Quote all lines below exactly. Images stay out.

[Region pointing data]
##########

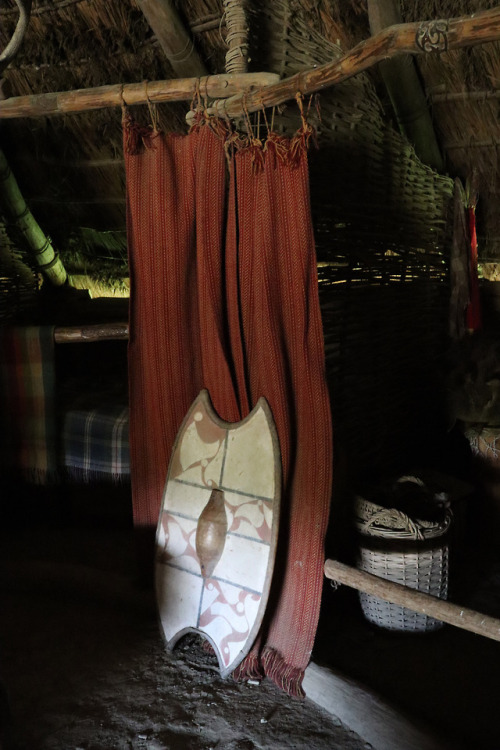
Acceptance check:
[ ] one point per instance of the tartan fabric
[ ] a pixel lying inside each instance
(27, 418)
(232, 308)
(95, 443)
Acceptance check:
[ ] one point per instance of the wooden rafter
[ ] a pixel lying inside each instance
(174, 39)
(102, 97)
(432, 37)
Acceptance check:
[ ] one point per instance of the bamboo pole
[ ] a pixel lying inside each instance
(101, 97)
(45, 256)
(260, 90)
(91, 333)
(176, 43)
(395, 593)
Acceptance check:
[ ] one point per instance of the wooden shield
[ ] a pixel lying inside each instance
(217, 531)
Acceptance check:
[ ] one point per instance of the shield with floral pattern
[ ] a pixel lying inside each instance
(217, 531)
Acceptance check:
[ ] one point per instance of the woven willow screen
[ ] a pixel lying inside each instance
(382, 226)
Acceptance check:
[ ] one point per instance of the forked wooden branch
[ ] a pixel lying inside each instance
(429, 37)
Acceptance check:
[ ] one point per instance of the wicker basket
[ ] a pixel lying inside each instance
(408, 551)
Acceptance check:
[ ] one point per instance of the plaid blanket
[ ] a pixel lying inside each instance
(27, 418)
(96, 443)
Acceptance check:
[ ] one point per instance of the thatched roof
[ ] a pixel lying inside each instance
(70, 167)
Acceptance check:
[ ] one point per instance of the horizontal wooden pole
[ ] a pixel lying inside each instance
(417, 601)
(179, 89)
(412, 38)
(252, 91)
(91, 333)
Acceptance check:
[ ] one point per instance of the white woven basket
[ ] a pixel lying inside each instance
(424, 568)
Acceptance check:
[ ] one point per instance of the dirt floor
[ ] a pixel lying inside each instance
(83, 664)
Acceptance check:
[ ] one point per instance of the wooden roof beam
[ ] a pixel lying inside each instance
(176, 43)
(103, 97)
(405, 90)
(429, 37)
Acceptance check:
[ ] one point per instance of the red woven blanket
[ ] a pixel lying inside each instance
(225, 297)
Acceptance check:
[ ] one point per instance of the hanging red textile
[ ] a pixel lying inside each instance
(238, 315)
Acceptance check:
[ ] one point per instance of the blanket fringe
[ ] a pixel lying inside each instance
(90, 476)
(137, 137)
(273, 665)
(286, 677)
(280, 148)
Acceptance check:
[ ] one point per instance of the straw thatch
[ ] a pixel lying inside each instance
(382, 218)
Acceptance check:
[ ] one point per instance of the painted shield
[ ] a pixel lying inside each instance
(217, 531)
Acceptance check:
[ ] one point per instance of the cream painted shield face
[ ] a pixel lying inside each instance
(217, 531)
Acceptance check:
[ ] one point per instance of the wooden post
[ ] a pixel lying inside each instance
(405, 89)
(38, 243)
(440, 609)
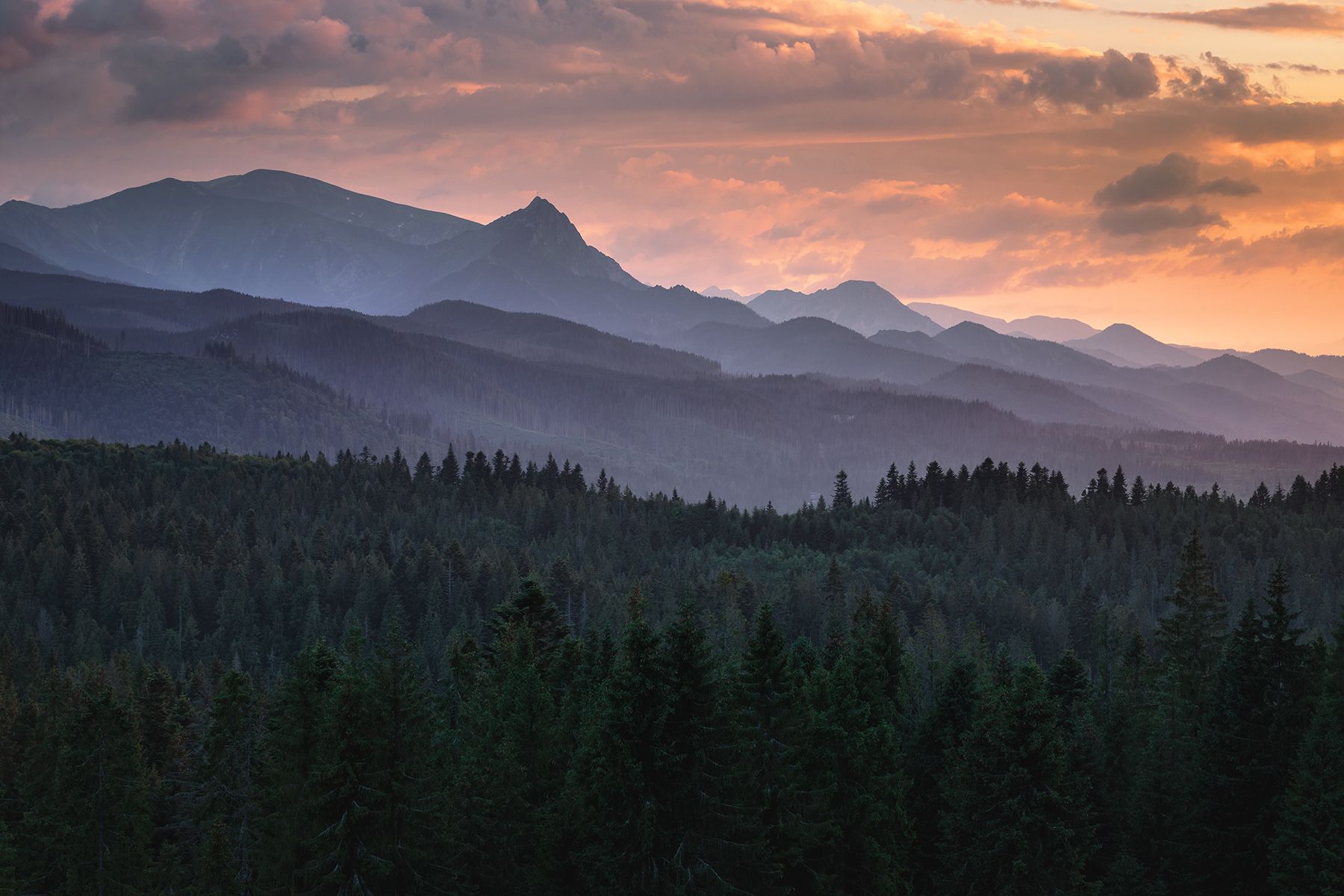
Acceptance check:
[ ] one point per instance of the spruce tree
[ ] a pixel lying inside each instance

##########

- [RESPONSE TO THIS EXERCISE]
Acceptance check:
[ ] one point per instance of the tartan fabric
[ ] a pixel lying inside each instance
(27, 418)
(232, 308)
(95, 443)
Acceptance check:
[ ] one point per instance of the wooden rafter
[ ] a pixel lying inside each instance
(174, 39)
(102, 97)
(432, 37)
Acceptance check:
[ ] one point per instance of the bamboo pole
[ ] a pixel lying inside each instance
(101, 97)
(45, 256)
(260, 90)
(91, 333)
(176, 43)
(395, 593)
Acceptance check:
[ ] one point per instance of the wooden shield
[ ] a pixel lying inside each instance
(217, 531)
Acceptance check:
[ ] one point per instance of the shield with floral pattern
[ ] a pixel lying inside each instance
(217, 531)
Acceptance check:
[ ] one point per instance of the woven willow screen
[ ] a pixel lying inside each instance
(382, 226)
Acceptance check:
[ ] one point per instance of the forked wooden branch
[ ] a pixel lying inside each instance
(429, 37)
Acceptance check:
[ ] one point per instance of the wicker basket
[ ] a pixel lying inside each instance
(408, 551)
Acceptance check:
[ ] one point per instance of the plaid blanket
[ ] a pixel lying inside each instance
(27, 418)
(96, 443)
Acceptance check:
[ ] one point per instance of the thatched roof
[ ] a pixel lying inside each instance
(70, 167)
Acceptance check:
[ ] one point per instance of the horizontal wooden pole
[ ] a pixel lying inside each instance
(417, 601)
(179, 89)
(412, 38)
(252, 91)
(91, 333)
Acceptance check:
[ ] one point per instance of the white woven basket
[ ] a pixel lying inside each instance
(424, 568)
Acceptance check:
[ ] one point per instance of the dirt floor
[ ] a pixel lying inside each instance
(83, 664)
Acceptance check:
[ ] one point per instance of the wooden roof beam
[ ] a pixel lying inside each instance
(176, 43)
(103, 97)
(405, 90)
(429, 37)
Acceptance check:
[ ] one point per instance of the red woven blanket
[ ] a pixel lying inside each instance
(225, 297)
Acceptance check:
[ ] one point per instance of the hanging red textile
[ ] a pixel lying inside each instance
(238, 315)
Acceptance check:
[ ] one point per instance of the blanket fringe
[ ] a pixel lying inside each instance
(90, 476)
(137, 137)
(273, 665)
(286, 677)
(280, 148)
Acceptance check:
[ ] one point per instance of the straw thatch
[ ] a pixel lying inside each instance
(382, 218)
Acceptance check:
[ ] one point per instance of the painted shield
[ ] a pixel lying inside each instance
(217, 531)
Acceptance check:
[ ] one point per instance of the cream painted shield face
[ ] a pixel lying inside each instance
(217, 531)
Acceptance check:
[ ] one point per instance of the wooden post
[ ] a pixel lying inside each instance
(405, 89)
(38, 243)
(440, 609)
Acceptance check:
[ ] one point per instance of the spruce tree
[ ] a pixel lying inside each instance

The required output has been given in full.